### ABOUT THIS EXERCISE
Repeat every entry exactly as it stands. Omit the images.
Start of MATERIALS PROVIDED
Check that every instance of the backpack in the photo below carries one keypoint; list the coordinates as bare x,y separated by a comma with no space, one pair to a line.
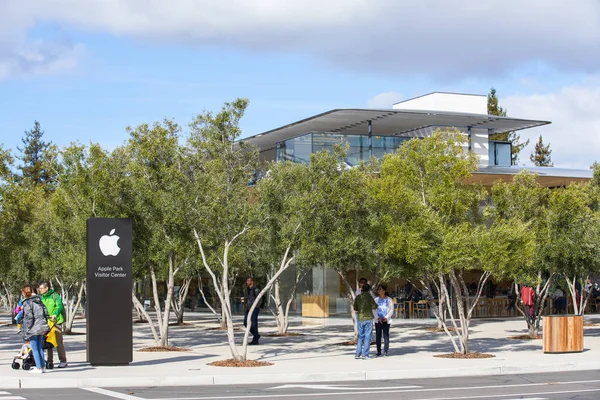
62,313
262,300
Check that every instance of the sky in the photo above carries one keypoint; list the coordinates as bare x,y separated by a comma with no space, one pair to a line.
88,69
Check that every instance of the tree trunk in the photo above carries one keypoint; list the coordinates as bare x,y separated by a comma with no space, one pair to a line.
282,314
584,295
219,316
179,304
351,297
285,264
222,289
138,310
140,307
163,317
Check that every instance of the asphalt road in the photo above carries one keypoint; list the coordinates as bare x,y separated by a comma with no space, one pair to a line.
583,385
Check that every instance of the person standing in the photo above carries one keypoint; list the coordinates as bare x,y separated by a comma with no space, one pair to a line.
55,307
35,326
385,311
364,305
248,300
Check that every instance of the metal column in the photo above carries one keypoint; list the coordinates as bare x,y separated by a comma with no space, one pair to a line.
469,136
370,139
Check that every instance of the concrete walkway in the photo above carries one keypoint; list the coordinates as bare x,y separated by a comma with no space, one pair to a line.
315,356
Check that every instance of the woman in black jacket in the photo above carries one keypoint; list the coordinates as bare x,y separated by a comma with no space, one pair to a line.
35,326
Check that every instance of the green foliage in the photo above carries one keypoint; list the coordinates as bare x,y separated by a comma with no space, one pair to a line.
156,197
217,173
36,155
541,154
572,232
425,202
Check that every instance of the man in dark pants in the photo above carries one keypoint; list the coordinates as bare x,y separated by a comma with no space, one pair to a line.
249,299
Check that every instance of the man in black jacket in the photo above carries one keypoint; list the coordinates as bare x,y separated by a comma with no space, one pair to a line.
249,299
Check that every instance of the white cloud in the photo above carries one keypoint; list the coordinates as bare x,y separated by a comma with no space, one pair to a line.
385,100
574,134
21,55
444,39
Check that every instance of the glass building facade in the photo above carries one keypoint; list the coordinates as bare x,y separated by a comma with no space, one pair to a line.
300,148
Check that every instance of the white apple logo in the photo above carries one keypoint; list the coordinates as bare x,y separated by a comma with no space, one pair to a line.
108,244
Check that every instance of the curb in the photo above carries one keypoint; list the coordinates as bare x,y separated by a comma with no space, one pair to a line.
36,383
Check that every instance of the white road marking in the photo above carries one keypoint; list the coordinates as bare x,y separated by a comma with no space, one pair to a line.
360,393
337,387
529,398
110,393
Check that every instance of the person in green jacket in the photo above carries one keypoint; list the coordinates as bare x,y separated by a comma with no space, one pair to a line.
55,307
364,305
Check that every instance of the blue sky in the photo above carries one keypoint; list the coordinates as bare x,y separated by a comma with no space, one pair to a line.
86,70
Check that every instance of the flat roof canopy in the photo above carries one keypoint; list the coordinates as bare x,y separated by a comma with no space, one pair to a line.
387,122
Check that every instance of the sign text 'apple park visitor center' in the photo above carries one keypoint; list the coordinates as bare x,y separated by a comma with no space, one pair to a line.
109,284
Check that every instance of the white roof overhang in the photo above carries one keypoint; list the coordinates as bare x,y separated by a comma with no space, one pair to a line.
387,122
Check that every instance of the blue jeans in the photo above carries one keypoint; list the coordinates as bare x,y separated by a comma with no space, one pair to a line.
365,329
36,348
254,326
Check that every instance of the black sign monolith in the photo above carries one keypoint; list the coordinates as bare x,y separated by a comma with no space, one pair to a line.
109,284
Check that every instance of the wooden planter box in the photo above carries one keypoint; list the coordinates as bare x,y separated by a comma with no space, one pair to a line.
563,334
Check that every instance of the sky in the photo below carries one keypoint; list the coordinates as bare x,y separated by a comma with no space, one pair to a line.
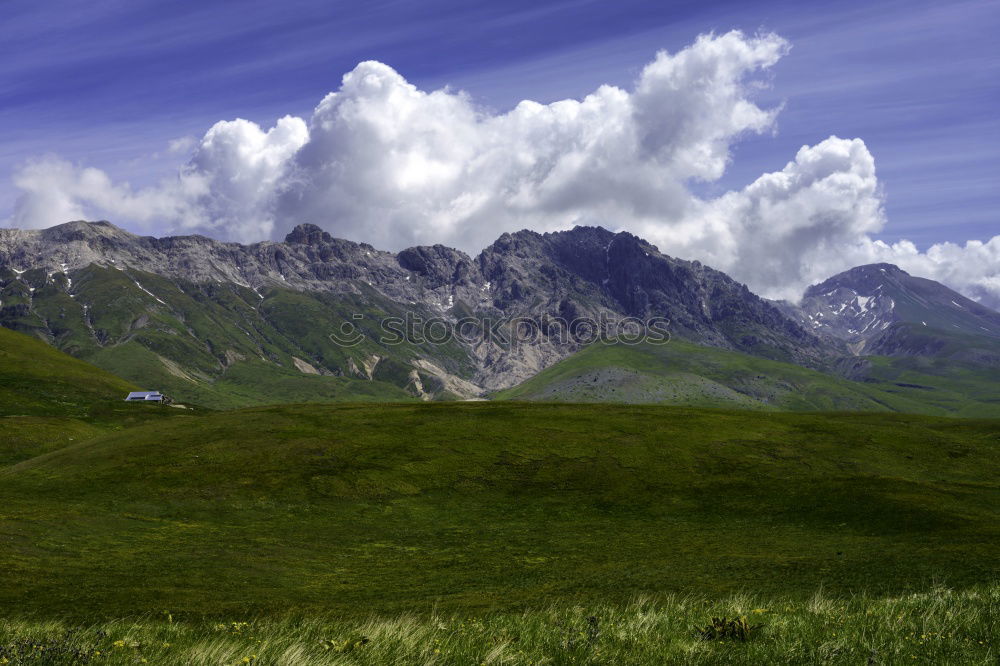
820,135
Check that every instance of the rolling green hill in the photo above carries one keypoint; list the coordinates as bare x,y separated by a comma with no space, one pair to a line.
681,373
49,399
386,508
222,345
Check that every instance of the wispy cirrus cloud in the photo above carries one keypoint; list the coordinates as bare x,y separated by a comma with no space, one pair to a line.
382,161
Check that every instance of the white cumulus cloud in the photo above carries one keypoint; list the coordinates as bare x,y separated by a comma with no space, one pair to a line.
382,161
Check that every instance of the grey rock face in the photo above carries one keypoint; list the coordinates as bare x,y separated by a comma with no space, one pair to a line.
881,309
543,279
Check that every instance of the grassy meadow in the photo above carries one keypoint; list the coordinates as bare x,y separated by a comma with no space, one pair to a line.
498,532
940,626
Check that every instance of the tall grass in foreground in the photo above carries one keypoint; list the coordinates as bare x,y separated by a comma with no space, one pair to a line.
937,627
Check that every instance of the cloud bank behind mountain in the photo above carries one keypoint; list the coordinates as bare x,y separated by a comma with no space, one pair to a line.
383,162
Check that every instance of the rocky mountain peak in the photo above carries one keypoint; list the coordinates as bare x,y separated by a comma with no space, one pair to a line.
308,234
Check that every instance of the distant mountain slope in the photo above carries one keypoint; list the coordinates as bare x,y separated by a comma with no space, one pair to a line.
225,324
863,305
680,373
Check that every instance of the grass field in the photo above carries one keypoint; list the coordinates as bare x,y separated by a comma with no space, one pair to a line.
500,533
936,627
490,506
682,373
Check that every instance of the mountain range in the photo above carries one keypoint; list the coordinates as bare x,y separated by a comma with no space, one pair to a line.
End of MATERIALS PROVIDED
### EXERCISE ANSWER
Check that every instance of the backpack in the photo below carries one keypoint; list the coordinates as bare x,y separated by a comma with no space, one pair to a line.
62,313
262,300
Check that every instance of the sky in the photo above carries one keypoint; list the coordinates as bare x,y separated by a comma with no space, one pair to a line.
88,69
Check that every instance of the tree trunk in the photo above carries one keypoint; list the coordinates as bare x,y separated by a comma with no space, one pair to a line.
282,314
584,295
219,316
179,304
351,297
285,264
222,289
138,310
140,307
163,317
Check that every instance of the asphalt road in the photo above carries one keypoint; list the coordinates as bare x,y separated by a comma with no space, one pair to a line.
583,385
Check that every instance of the person standing in the photo above carries one keypoint; list the coordinates as bare x,y separated by a comma with no space, one pair to a line.
55,307
35,326
385,311
364,305
248,300
Check that every instance of the metal column in the photo above carries one keypoint; list the coordinates as bare x,y separated by a comma with no space, one pair to a line.
469,136
370,139
Check that every instance of the concrete walkway in the photo above carries one keypoint; list the coordinates as bare x,y separated by a comma with no space, one pair to a line.
315,356
Check that every instance of the woman in black jacket in the photo above carries one keypoint; list the coordinates as bare x,y separated by a comma with no space, one pair to a line.
35,326
Check that every instance of the green foliage in the photo above carries one keypoint; list the coordinates as bare x,y separated by a comma with no space, one pair to a line.
156,197
217,173
36,155
541,154
572,232
425,202
Check that every instance of the man in dark pants in the photo above carries one keypoint; list the coordinates as bare x,y separated by a comma with no space, one pair to a line.
249,299
Check that every instance of the man in black jacket in the photo above carries one keypoint; list the coordinates as bare x,y separated by a comma with no space, one pair to a line.
249,299
Check that every instance of the white cloud in the photo above carries one keypoint; list the coordinates as bare x,y separated by a comma with no space, one pair to a line.
385,100
574,134
21,55
444,39
Check that every instance of the glass building facade in the photo above carries one keypoint; list the coordinates as bare x,y separated by a comma with no space, one pair to a line.
300,148
Check that every instance of the white apple logo in the photo above carries one keypoint; list the coordinates as bare x,y separated by a comma with no space, one pair to a line.
108,244
Check that every instance of the curb in the photo above carries one keypoint; list the coordinates as bare x,y separated by a comma with no space, one pair to a line.
36,383
Check that every instance of the white road marking in the photo above carries one keypoint; list the coordinates as bare x,y separated by a comma with no space, one pair to a line.
360,393
337,387
529,398
110,393
Check that every instance of the person in green jacket in the photo above carries one keypoint; list the coordinates as bare x,y separated by a comma with no space, one pair to a line.
55,307
364,305
Check that every instance of the blue sky in the photo above carries one keypoint; list the coordinates as bare x,y separated by a comma with no space, one pair to a line.
86,70
Check that every instance of the flat roof canopy in the photo above carries one keypoint; list the coordinates as bare x,y separated by a comma with no space, one pair to a line.
387,122
Check that every instance of the sign text 'apple park visitor center' in the photo above carries one keypoint; list the coordinates as bare x,y separated by a comma with no space, one pair to a line.
109,284
Check that every instance of the white roof overhang in the photo above carries one keypoint; list the coordinates as bare x,y separated by a comma with no space, one pair to a line.
387,122
Check that every instance of the blue jeans in the photo above carries one keypoint; list the coordinates as bare x,y separated by a comma with no space, one pair to a line.
365,329
36,348
254,326
Check that every instance of the black sign monolith in the photo above carries one keypoint; list the coordinates as bare x,y separated by a comma with no space, one pair to a line.
109,284
Check that every instance of the wooden planter box in the photo above carries one keypoint; list the coordinates as bare x,y separated by a comma with no space, one pair to a line.
563,334
Check that every instance of the sky in the photo below carries one keypoint; list the coordinates as bare x,y separated by a comma with no space, one pair to a line.
820,135
Check that every instance of the rolling green hill in the photo above carries one keypoint; list the coordinates as bare x,y separated by a comma with no space, one pair to a line.
681,373
49,399
386,508
222,345
Check that every instance of the wispy cirrus cloud in the photo above carries one keypoint; list the coordinates as bare x,y separated by a comma with no space, one pair to a line.
382,161
Check that every instance of the white cumulus cloud in the photo above carries one keypoint; list the coordinates as bare x,y separated by a comma with no space, one pair to a line.
382,161
Check that every instance of the grey rock face in the photo above carries one keypoint; list the coordinates as bare x,y separated by a comma with no space, one pair to a line.
881,309
543,279
Check that every instance of the grassy meadow in the photo above carries one keypoint; list the coordinates as bare x,y separated by a comma with no space, one pair to a line.
498,532
940,626
Check that every instance of the tall grass in foreground in the photo above carries one keypoint; list the coordinates as bare x,y separated by a comma with no space, one pair to a line.
937,627
Check that every instance of the cloud bank behind mountain in the photo above carries one keypoint; list the coordinates as bare x,y separated by a comma with no space, one pair to a line.
383,162
Check that every instance of the rocky mountain peak in the photo above carries one keypoint; list the coordinates as bare x,y separated by a comma with no space, one pair to a line.
308,234
Check that every instance of the distant mountain slope in the photo above carries one keypoint; list the coordinates as bare x,y separated by a comma with no space, one pair to a line.
225,324
863,305
680,373
Check that every instance of the grass field in the photo above carries one keypoint; list the coordinates as bare x,y separated by a comma with no space, one pair to a line.
500,533
936,627
490,506
682,373
Check that every instance of the mountain range in the photo above carries one keypoint; list the coordinates as bare x,y separated by a comma with no space, one pair to a line.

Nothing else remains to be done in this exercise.